### PROVIDED INFORMATION ###

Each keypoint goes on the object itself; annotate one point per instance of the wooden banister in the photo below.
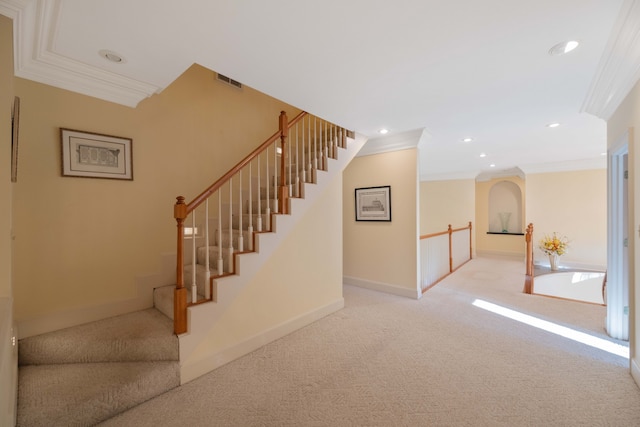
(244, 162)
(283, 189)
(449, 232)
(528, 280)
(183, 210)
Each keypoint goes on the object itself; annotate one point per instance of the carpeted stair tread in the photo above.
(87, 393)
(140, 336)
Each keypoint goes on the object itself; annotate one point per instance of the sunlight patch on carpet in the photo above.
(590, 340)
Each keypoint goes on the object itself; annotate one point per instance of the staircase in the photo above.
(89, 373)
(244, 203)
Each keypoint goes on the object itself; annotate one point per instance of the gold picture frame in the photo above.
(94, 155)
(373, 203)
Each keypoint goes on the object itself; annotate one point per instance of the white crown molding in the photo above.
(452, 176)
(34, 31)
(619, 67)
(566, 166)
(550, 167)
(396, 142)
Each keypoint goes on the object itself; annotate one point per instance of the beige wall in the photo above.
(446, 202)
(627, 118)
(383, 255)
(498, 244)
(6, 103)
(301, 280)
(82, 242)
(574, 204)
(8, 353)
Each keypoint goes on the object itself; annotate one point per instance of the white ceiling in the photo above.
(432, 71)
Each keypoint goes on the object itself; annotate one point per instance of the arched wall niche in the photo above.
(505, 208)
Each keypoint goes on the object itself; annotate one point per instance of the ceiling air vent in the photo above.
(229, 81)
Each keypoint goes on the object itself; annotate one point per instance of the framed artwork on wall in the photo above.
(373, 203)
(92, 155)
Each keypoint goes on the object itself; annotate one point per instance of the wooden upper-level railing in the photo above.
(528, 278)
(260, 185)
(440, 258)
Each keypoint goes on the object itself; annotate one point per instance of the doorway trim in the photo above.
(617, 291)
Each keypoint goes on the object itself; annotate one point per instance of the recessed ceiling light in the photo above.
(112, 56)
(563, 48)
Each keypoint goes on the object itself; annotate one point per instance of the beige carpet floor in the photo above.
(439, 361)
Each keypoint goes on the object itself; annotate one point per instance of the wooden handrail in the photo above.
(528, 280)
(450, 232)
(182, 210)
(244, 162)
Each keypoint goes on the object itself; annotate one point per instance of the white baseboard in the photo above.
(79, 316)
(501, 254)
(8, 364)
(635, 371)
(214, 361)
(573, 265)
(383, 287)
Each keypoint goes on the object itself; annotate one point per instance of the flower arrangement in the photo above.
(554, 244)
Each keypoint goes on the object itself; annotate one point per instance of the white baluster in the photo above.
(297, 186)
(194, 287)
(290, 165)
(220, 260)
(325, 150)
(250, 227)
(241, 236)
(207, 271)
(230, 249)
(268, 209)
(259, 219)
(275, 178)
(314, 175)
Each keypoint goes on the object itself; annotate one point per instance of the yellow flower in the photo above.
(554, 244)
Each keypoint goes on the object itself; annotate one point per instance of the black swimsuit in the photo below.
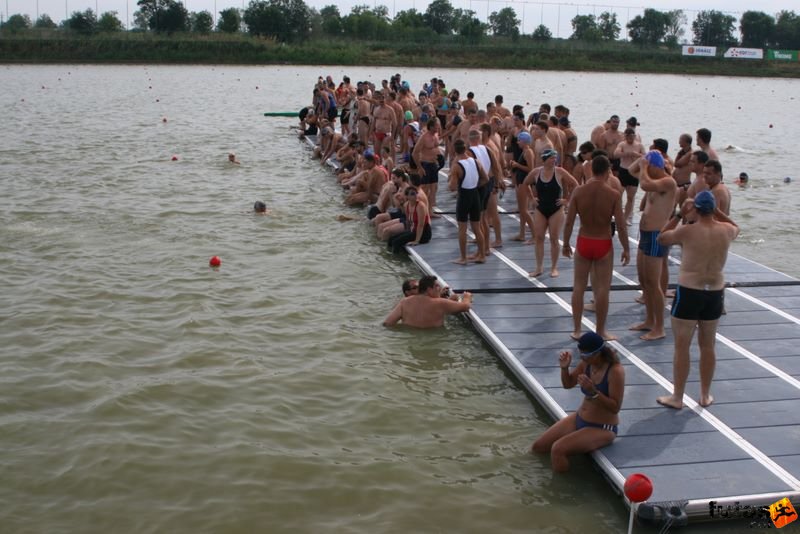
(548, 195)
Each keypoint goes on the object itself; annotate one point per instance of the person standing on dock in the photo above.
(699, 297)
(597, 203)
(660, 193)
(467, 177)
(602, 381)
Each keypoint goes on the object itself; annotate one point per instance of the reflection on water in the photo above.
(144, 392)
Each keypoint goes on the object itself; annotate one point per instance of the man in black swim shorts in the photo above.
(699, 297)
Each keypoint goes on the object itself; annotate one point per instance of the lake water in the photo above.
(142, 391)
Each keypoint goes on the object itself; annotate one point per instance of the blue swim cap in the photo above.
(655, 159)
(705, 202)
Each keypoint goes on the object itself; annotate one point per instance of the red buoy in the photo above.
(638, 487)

###

**EXERCISE INSTRUCTIONS**
Rewrite the whole listing with "annotate" replaced by "mark" everywhere and nothing else changed. Omit the pictures from your answer.

**FULL OUTPUT**
Each keypoint goes on the object itself; mark one point per instance of the wooden banister in the photo below.
(244, 162)
(283, 189)
(449, 232)
(528, 280)
(183, 210)
Each keypoint goes on the object itself; mark one point per instance of the carpeted stair tread in the photo above.
(87, 393)
(140, 336)
Each keypoint goes on the object itself; mark one point per instance of the sunlight patch on carpet in the photo above.
(590, 340)
Each keypoint goes on the object itself; mark one point per instance of the staircase in the photo above.
(89, 373)
(244, 203)
Each keypoint goes on the object itself; mark one point per instance of the gold picture frame in the photo above.
(94, 155)
(373, 203)
Each keypoint goes on the object itself; mark one point per instance of the white crown molding in the photo above.
(452, 176)
(34, 31)
(619, 67)
(566, 166)
(550, 167)
(396, 142)
Each keypoint goes on the object itself; mark one point per instance of the beige wall in the photo above.
(446, 202)
(627, 118)
(383, 255)
(498, 244)
(6, 103)
(301, 280)
(82, 242)
(574, 204)
(8, 353)
Each keypoint goes on the object itself; mark one point per instance of the white ceiling in the photo above.
(432, 71)
Each keypoint goes on the object itself; mark one point per instance of the arched wall niche in the photo above.
(505, 208)
Each keypoint goes on the object itself; mark one point per instance of the ceiling air vent in the photo above.
(229, 81)
Each keypoint goes on the object itself; mark one point per instance of the framed artwork on wall in the photo above.
(373, 203)
(92, 155)
Each keypoint goes on the object itself; mark one point per instance of the wooden upper-level railing in the photo above.
(528, 278)
(260, 185)
(440, 258)
Each keypoint goes on the object itself; mark one point per instance of the doorway trim in the photo above.
(617, 291)
Each keypoint goes on the object itself; mark one point per instance of the recessed ceiling light in the photo above.
(112, 56)
(563, 48)
Each keypoint goes on the object itself; mark one point per instance of the beige carpet floor in the photo above.
(439, 361)
Each keypoint goes on the object itself; mark one point per instance of the wooden handrail in the photo above.
(528, 280)
(450, 232)
(182, 210)
(244, 162)
Each keypoint goes on the object itself; mark one point per instance of the white baseboard in the photo above.
(79, 316)
(501, 254)
(8, 364)
(635, 371)
(214, 361)
(573, 265)
(383, 287)
Each keypoint goes on the object itself; mark one point per instance of the flower arrangement in the photo above.
(554, 244)
Each keypoint goes on the object itself; mark one point per instance of the white baluster in the photo above.
(297, 186)
(194, 287)
(290, 165)
(220, 260)
(325, 150)
(250, 227)
(241, 236)
(207, 271)
(230, 249)
(268, 209)
(259, 219)
(275, 178)
(314, 175)
Each keypoint goes on the object itself; mark one point per instance of the yellow flower in the photo above.
(554, 244)
Each keypoint goes on the object itself; mark one point per instance of the black swimsuit in the photo below.
(548, 195)
Each keypoint goes on the object itself; mark one point per instance of the person standing on dock in the photo above.
(699, 297)
(597, 203)
(660, 193)
(467, 177)
(602, 381)
Each keypoint goes on the object itself; mark one point per instance of the reflection on water in the photo above.
(144, 392)
Each keypoint goes on the object itself; mark one point per instance of the man in black swim shorts in the photo above.
(699, 297)
Each keypoint goes on the object itself; mark one point per instance of the lake water in the photo above.
(142, 391)
Each keypoint goes on the object itself; mark one point per instance of the blue swim cap in the photo above.
(655, 159)
(705, 202)
Each keypoint goes on the object itself; mark one point per instance of the red buoy in the photo above.
(638, 487)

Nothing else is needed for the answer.